• [Given instruction]:
State how many lines in the rows below contain the string "front", matching case exactly. Reply with the number alone.

··· Recorded data ···

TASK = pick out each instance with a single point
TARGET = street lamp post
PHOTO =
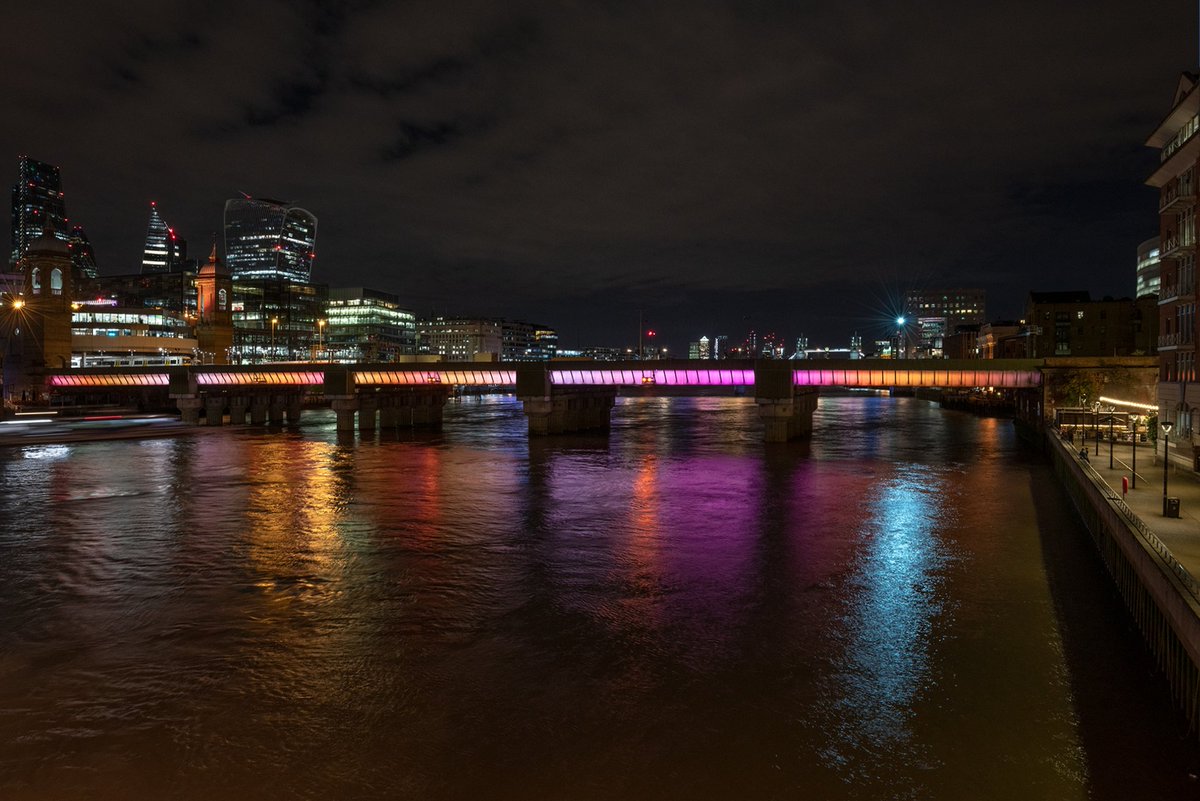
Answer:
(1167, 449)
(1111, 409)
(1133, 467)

···
··· Recorded data ···

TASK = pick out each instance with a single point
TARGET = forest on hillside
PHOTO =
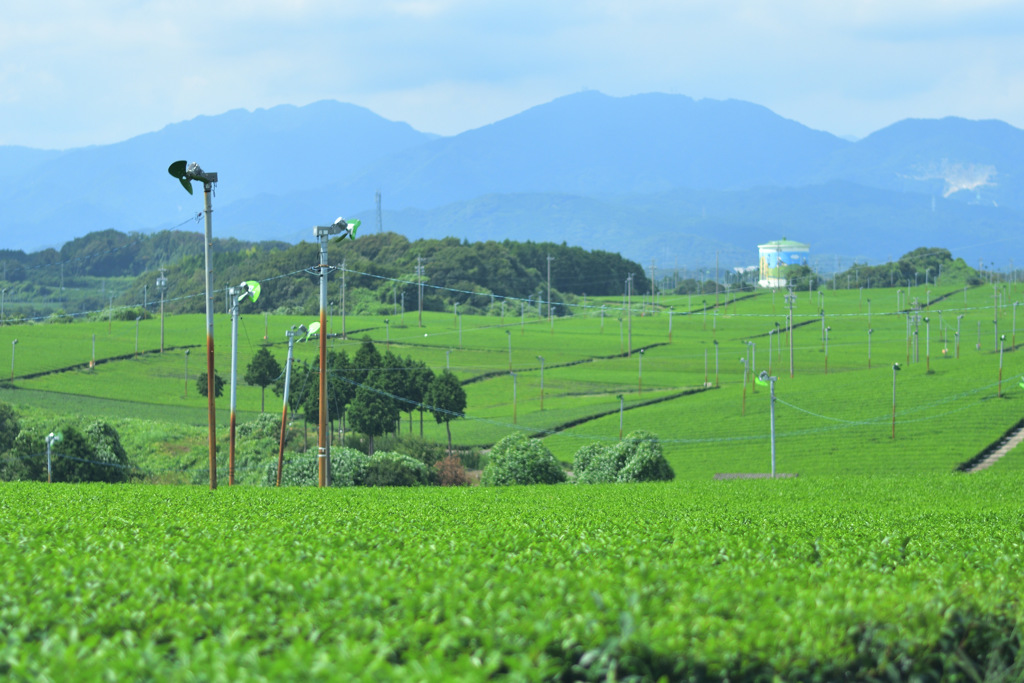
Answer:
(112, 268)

···
··· Recorded data ···

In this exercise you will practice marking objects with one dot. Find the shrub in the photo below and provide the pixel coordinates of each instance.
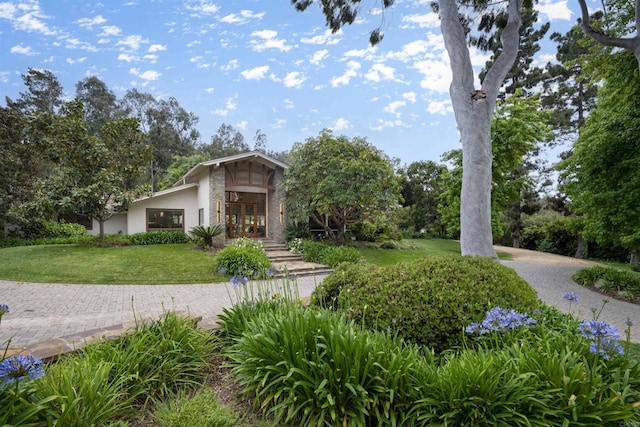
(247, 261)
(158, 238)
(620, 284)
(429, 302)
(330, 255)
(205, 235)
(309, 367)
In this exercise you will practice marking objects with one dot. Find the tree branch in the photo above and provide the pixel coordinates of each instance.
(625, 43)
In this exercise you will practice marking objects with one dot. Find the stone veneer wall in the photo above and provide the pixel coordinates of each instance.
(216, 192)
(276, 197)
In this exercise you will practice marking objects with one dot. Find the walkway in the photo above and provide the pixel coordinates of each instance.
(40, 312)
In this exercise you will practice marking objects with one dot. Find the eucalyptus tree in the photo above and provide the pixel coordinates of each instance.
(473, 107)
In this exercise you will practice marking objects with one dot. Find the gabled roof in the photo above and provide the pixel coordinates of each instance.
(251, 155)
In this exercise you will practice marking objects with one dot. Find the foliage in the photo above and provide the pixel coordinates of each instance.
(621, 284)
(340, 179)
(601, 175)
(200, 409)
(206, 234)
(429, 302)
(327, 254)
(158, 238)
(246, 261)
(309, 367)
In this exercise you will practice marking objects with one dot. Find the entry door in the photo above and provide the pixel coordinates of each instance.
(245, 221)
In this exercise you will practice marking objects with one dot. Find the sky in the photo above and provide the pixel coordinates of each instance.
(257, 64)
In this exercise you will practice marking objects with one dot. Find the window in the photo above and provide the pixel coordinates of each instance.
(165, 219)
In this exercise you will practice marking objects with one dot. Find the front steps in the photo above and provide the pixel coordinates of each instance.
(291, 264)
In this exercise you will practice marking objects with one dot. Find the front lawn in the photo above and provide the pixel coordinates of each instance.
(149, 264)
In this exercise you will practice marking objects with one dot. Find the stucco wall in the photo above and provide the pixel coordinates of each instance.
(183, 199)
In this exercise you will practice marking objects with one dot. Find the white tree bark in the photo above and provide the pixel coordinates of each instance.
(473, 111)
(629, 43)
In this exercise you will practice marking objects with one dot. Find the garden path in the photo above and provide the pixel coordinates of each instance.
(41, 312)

···

• [Solution to this problem]:
2